Task objective: Set down, verbatim, the rows below in the stretch from the line containing "Detect the gray area" through the line containing "top-left (116, 151), bottom-right (134, 199)", both included.
╔══
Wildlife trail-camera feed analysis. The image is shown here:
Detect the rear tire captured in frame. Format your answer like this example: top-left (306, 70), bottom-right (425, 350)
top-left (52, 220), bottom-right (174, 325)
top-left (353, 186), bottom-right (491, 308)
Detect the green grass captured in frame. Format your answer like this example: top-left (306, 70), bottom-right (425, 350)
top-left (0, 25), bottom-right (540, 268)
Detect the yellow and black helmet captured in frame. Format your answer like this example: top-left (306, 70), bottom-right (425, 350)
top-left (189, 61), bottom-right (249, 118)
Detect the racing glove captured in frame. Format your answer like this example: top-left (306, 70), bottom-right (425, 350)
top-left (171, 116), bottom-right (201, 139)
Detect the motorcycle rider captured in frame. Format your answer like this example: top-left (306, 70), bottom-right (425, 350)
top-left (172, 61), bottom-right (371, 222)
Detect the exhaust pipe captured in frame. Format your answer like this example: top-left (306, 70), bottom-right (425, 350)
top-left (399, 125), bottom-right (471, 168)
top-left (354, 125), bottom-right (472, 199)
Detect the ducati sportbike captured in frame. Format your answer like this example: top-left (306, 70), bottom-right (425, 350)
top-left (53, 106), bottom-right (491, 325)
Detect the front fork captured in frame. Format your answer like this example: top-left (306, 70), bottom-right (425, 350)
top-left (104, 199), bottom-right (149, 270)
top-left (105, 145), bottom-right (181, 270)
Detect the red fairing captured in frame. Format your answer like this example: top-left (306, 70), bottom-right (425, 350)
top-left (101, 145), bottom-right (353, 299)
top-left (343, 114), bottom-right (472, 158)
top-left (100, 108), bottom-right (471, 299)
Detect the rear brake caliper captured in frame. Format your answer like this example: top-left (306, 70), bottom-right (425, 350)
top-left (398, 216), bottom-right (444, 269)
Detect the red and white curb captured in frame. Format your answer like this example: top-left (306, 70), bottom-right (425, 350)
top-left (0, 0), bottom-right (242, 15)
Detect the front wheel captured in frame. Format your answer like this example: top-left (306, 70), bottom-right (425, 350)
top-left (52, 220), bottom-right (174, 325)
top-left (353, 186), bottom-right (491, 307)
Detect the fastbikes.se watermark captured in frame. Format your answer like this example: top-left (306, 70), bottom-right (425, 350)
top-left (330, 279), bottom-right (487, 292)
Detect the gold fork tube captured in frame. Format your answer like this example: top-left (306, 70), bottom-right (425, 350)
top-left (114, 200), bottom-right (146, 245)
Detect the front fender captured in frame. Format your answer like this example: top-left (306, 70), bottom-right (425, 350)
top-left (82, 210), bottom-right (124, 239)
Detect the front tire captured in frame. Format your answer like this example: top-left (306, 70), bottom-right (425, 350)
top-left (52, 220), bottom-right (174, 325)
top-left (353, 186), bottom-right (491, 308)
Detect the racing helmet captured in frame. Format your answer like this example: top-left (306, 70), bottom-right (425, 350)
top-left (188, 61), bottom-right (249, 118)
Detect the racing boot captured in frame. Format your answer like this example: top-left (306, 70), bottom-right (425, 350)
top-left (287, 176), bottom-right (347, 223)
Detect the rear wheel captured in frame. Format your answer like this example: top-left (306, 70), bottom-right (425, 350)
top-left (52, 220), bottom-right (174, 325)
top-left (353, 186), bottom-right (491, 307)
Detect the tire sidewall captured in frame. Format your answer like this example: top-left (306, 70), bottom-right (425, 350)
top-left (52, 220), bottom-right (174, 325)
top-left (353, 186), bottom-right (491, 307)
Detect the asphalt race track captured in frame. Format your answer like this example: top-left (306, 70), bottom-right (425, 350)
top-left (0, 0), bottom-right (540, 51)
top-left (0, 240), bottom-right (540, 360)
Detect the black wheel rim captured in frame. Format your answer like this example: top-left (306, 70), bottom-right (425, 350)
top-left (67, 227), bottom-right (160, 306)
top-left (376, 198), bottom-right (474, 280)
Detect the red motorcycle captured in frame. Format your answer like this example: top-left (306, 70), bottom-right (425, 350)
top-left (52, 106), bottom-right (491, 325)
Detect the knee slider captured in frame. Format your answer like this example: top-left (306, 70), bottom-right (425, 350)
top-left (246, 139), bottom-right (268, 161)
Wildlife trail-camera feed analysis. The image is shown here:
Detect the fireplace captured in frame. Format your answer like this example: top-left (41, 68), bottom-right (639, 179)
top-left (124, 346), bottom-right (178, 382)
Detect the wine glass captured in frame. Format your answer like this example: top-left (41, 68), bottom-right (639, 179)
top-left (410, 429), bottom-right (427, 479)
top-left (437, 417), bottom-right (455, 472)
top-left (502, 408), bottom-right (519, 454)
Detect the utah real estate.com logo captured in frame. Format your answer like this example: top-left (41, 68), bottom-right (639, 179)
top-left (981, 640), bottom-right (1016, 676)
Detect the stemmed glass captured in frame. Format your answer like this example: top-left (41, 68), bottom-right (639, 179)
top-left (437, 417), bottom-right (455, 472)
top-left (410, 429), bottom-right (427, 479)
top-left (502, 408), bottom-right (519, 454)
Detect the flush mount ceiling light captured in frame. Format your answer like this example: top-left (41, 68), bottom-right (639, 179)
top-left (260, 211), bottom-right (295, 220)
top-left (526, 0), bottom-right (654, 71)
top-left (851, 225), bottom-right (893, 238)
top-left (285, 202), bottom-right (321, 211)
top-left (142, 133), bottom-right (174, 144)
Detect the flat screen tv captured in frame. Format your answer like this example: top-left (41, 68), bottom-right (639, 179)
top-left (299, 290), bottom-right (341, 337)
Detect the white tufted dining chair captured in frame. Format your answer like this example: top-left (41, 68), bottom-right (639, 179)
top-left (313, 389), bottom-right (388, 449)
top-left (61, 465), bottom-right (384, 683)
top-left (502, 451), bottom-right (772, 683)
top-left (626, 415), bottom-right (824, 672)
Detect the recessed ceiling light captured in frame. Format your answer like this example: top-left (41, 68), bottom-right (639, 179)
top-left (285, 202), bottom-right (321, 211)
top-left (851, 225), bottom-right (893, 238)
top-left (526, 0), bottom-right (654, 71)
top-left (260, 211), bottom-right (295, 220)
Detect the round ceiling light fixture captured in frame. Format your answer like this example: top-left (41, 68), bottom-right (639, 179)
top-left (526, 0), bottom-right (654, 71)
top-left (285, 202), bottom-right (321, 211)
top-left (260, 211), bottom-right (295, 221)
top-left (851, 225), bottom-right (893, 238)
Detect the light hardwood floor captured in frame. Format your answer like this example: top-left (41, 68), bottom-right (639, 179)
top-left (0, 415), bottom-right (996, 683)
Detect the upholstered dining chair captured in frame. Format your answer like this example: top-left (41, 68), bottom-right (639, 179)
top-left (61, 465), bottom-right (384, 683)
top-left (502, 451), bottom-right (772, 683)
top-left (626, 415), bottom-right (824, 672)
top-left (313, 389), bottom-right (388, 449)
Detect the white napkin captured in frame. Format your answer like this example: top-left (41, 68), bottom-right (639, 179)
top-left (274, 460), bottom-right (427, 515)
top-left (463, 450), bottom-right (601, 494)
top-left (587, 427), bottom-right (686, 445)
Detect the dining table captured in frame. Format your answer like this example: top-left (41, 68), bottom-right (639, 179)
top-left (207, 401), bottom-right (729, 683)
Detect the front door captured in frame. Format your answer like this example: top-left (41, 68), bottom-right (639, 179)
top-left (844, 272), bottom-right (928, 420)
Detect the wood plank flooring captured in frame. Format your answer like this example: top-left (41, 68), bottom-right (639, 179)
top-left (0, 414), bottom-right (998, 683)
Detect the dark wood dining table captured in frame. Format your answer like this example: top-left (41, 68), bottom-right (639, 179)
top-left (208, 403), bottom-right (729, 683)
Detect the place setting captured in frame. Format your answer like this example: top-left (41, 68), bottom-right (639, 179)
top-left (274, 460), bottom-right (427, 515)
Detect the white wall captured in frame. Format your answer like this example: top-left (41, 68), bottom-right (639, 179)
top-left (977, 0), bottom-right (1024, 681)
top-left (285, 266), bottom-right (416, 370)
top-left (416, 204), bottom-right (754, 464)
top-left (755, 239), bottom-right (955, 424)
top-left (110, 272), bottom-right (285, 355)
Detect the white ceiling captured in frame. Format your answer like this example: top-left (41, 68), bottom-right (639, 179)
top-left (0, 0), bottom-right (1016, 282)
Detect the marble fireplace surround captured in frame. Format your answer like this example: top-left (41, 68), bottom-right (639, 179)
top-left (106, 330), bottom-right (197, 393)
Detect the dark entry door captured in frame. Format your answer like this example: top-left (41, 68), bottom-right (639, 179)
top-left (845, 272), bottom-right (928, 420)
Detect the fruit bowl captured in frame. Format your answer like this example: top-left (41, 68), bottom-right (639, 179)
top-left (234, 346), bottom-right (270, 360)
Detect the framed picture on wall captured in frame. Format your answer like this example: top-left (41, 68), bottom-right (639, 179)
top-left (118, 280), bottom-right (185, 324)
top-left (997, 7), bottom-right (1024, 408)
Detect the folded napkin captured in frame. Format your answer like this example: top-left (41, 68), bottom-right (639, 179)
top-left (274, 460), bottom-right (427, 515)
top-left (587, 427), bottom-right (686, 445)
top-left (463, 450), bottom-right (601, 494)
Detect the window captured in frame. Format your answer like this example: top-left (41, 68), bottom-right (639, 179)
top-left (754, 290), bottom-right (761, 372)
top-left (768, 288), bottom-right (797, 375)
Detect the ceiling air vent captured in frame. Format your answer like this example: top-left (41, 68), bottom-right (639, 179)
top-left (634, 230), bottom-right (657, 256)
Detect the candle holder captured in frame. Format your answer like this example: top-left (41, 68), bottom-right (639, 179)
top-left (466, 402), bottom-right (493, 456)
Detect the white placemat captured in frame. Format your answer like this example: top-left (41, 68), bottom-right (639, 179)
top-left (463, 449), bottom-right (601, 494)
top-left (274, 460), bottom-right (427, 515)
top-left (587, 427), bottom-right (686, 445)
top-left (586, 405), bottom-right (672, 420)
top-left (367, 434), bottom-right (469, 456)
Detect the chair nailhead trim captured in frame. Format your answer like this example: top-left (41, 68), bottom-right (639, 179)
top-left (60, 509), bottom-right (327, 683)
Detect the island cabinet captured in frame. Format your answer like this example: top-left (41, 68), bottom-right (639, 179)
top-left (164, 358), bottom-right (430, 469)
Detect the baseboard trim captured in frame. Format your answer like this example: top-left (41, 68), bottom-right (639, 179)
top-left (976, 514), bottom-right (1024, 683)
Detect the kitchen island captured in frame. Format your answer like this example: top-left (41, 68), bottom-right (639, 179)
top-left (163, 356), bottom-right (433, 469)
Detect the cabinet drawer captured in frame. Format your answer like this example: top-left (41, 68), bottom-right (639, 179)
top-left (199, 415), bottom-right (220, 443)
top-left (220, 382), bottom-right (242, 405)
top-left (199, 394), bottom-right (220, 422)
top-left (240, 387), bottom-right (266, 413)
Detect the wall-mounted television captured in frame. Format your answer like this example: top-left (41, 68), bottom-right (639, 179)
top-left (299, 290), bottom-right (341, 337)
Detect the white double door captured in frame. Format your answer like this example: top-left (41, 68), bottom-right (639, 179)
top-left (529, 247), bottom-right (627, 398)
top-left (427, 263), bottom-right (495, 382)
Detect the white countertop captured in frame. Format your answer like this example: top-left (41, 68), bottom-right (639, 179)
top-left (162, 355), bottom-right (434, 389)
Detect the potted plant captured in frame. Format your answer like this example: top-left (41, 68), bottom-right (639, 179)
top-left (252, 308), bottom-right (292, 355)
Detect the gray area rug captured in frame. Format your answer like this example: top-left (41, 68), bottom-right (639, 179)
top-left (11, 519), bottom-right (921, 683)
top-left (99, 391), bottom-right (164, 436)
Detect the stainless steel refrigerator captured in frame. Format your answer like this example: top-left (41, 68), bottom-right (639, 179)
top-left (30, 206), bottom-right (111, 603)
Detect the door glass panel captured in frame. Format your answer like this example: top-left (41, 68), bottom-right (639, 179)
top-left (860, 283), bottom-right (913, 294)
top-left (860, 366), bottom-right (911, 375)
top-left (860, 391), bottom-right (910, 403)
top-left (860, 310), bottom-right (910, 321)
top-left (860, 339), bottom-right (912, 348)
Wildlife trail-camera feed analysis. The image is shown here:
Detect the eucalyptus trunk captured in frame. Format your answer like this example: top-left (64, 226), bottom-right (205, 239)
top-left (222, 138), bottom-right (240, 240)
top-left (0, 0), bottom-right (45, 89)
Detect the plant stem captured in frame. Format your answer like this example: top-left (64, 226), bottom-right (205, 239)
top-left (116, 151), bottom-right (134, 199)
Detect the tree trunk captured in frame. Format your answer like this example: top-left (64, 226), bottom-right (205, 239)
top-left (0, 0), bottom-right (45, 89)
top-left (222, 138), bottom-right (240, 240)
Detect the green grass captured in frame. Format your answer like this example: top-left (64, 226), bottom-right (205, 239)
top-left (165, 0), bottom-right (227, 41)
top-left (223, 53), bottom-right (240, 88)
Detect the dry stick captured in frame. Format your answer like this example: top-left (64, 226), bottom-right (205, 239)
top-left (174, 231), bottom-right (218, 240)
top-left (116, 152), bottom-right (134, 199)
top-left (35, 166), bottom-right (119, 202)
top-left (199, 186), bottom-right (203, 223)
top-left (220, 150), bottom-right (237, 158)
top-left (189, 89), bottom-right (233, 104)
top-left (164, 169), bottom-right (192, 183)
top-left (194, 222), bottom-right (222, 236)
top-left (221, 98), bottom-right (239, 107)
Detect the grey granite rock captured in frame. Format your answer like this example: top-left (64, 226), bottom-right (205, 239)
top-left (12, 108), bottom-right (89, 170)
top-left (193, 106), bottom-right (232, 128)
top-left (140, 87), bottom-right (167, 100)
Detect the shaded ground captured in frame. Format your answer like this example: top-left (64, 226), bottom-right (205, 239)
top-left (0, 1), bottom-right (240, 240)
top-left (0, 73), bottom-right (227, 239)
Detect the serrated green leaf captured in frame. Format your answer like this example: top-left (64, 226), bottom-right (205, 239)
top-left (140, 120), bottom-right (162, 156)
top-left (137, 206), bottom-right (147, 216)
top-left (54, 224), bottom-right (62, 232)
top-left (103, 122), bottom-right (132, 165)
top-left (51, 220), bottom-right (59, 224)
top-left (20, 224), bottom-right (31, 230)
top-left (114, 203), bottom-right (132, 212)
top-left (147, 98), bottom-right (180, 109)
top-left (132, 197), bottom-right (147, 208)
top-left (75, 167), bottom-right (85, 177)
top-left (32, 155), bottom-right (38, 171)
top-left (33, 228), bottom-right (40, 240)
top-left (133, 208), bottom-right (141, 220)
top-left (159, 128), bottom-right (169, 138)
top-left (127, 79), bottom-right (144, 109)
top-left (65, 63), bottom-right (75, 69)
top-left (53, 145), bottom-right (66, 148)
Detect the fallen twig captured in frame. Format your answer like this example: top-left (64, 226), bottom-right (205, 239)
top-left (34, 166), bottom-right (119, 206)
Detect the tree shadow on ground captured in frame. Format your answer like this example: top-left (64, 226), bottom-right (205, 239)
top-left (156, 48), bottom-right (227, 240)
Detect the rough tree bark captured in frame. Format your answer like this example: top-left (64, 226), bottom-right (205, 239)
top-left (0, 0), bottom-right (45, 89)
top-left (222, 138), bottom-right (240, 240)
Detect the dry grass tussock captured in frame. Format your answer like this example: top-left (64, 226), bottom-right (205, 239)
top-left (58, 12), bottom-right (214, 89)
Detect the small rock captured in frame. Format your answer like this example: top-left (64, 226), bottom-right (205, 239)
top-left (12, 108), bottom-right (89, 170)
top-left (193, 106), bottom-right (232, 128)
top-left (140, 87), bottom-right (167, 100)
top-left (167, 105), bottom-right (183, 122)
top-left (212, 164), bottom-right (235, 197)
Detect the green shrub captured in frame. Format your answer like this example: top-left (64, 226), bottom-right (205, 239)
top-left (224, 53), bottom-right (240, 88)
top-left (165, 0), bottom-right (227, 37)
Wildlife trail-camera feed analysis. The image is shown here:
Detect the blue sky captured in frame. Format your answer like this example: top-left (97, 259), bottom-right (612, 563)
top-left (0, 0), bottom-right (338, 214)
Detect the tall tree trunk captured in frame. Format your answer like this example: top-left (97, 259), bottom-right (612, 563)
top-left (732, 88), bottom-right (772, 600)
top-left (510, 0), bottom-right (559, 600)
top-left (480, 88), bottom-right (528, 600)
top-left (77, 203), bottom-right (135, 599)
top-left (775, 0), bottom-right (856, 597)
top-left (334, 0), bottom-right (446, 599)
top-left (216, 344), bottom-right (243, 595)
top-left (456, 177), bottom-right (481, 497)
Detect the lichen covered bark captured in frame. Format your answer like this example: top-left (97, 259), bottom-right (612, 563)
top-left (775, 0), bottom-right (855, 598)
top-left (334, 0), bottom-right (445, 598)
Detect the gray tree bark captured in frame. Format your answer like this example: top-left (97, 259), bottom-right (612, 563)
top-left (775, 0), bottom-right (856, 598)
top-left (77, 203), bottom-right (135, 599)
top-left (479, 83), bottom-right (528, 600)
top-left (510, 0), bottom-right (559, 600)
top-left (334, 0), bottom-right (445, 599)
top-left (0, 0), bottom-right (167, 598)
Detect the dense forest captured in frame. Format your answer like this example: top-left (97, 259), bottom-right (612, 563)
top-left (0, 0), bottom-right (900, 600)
╚══
Answer to this task:
Detect the gray area rug captured in frame. Format your answer like this example: top-left (41, 68), bottom-right (639, 179)
top-left (11, 519), bottom-right (921, 683)
top-left (99, 391), bottom-right (164, 436)
Detect the stainless steel refrigerator captured in frame. Format your answer like this example: top-left (41, 68), bottom-right (639, 179)
top-left (30, 206), bottom-right (111, 603)
Detect the door glass panel captured in frame. Format your answer like this example: top-left (41, 68), bottom-right (639, 179)
top-left (860, 283), bottom-right (913, 294)
top-left (860, 366), bottom-right (911, 375)
top-left (860, 391), bottom-right (910, 403)
top-left (860, 310), bottom-right (910, 321)
top-left (860, 339), bottom-right (912, 348)
Wildlife trail-camera feed analysis. The image is shown here:
Detect the eucalyptus trunk captured in frame. Format your answer like this example: top-left (64, 226), bottom-right (205, 239)
top-left (222, 138), bottom-right (240, 240)
top-left (0, 0), bottom-right (45, 89)
Detect the plant stem captured in frame. Format your answer like this example: top-left (64, 226), bottom-right (205, 239)
top-left (116, 151), bottom-right (134, 199)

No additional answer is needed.